首先,做出诺贝尔级成果的科学家,基本都是具有一定“叛逆”精神或性格的人,而我们的从娘胎额教育开始,就是要培养“听话”的学生,要求标准答案,什么都要统一考试,这种叛逆从小就被扼杀了。
做出诺奖级成果的人基本都是有一种锲而不舍的精神,而过去30多年,整个社会基本都在向钱看,看看现在炒房,上海人排队先离婚,再牵手去买房,这样的急功近利的社会谁会静心去做研究?有,也是少数。
诺奖级的研究大都需要合作和大脑风暴式的讨论。当我们的考评机制是考虑第一和通讯作者时,谁会乐意地和你合作,帮你完成,而只能排到中间?有些实验室内部都不交流,材料数据不共享,还谈什么合作?
诺奖级的研究大多具有一定偶然性,不可预知性,而科技部的大项目都是由大佬们先根据自己的需求确定“指南”,哪儿还有不确定性?

所给资料 ::
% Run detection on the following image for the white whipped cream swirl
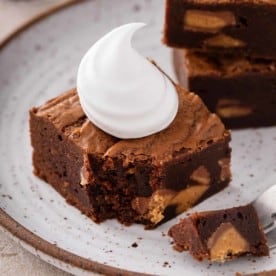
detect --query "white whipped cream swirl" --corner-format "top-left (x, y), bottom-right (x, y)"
top-left (77, 23), bottom-right (178, 139)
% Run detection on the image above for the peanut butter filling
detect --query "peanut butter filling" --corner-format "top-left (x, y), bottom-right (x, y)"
top-left (132, 185), bottom-right (209, 224)
top-left (207, 222), bottom-right (250, 262)
top-left (184, 10), bottom-right (236, 32)
top-left (204, 34), bottom-right (245, 48)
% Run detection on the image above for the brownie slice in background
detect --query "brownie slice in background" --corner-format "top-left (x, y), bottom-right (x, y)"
top-left (169, 204), bottom-right (269, 262)
top-left (163, 0), bottom-right (276, 59)
top-left (173, 49), bottom-right (276, 128)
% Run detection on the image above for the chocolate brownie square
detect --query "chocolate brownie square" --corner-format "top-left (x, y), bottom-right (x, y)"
top-left (30, 86), bottom-right (231, 228)
top-left (173, 49), bottom-right (276, 128)
top-left (169, 204), bottom-right (269, 262)
top-left (163, 0), bottom-right (276, 58)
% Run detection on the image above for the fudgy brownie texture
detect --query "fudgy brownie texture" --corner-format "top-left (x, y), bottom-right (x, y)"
top-left (30, 86), bottom-right (231, 228)
top-left (173, 49), bottom-right (276, 128)
top-left (236, 269), bottom-right (276, 276)
top-left (169, 204), bottom-right (269, 262)
top-left (163, 0), bottom-right (276, 58)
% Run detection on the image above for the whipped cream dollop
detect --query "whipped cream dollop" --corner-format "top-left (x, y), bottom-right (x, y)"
top-left (77, 23), bottom-right (178, 139)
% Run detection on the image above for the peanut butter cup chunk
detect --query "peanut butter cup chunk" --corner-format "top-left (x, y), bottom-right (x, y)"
top-left (163, 0), bottom-right (276, 59)
top-left (169, 205), bottom-right (268, 262)
top-left (30, 82), bottom-right (231, 228)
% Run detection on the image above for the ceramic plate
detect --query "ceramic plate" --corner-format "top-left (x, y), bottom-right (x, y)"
top-left (0, 0), bottom-right (276, 275)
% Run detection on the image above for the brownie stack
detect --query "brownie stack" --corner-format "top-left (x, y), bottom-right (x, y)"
top-left (164, 0), bottom-right (276, 128)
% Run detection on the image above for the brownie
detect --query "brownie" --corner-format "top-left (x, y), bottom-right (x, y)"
top-left (236, 269), bottom-right (276, 276)
top-left (30, 86), bottom-right (231, 228)
top-left (163, 0), bottom-right (276, 58)
top-left (173, 49), bottom-right (276, 128)
top-left (169, 204), bottom-right (269, 262)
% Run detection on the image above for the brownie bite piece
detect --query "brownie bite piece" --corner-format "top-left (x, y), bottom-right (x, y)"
top-left (163, 0), bottom-right (276, 59)
top-left (169, 204), bottom-right (269, 262)
top-left (173, 49), bottom-right (276, 128)
top-left (30, 86), bottom-right (231, 228)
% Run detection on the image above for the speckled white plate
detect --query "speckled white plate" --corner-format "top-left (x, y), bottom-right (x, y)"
top-left (0, 0), bottom-right (276, 275)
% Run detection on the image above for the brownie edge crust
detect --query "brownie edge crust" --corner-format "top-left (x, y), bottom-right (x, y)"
top-left (30, 86), bottom-right (231, 228)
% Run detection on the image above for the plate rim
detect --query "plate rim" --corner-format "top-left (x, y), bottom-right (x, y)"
top-left (0, 0), bottom-right (147, 275)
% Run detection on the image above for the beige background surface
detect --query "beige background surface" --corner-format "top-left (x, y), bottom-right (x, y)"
top-left (0, 0), bottom-right (76, 276)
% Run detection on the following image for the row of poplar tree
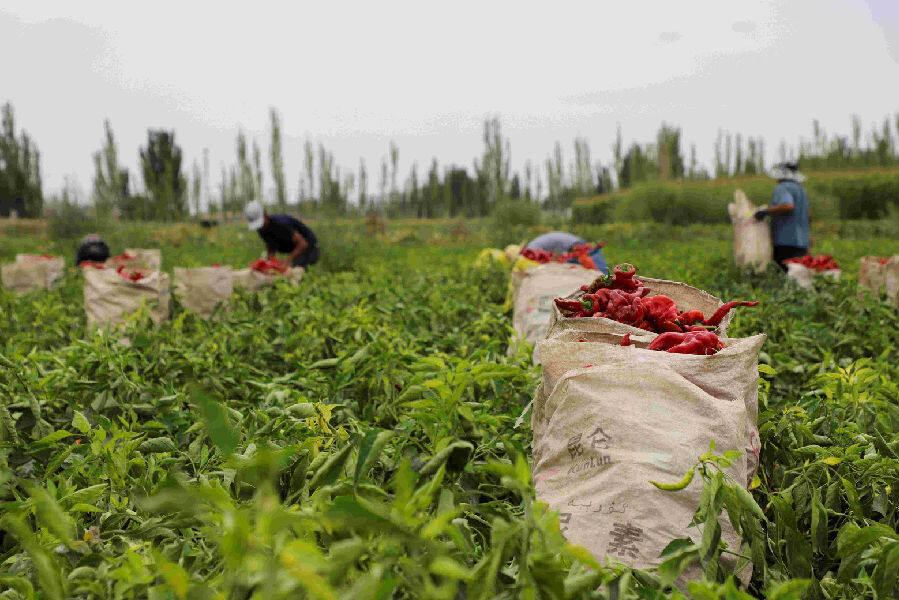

任务简述 :: 请把节选原文中从“首先,做出诺贝尔级成果的科学”一直到“料数据不共享,还谈什么合作?”的全部内容重新写出,并将其中的“诺奖级”改为“诺贝尔奖级”。 这些数据行与上面的节选原文毫无关联。

正确输出 ::
首先,做出诺贝尔级成果的科学家,基本都是具有一定“叛逆”精神或性格的人,而我们的从娘胎额教育开始,就是要培养“听话”的学生,要求标准答案,什么都要统一考试,这种叛逆从小就被扼杀了。
做出诺贝尔奖级成果的人基本都是有一种锲而不舍的精神,而过去30多年,整个社会基本都在向钱看,看看现在炒房,上海人排队先离婚,再牵手去买房,这样的急功近利的社会谁会静心去做研究?有,也是少数。
诺贝尔奖级的研究大都需要合作和大脑风暴式的讨论。当我们的考评机制是考虑第一和通讯作者时,谁会乐意地和你合作,帮你完成,而只能排到中间?有些实验室内部都不交流,材料数据不共享,还谈什么合作?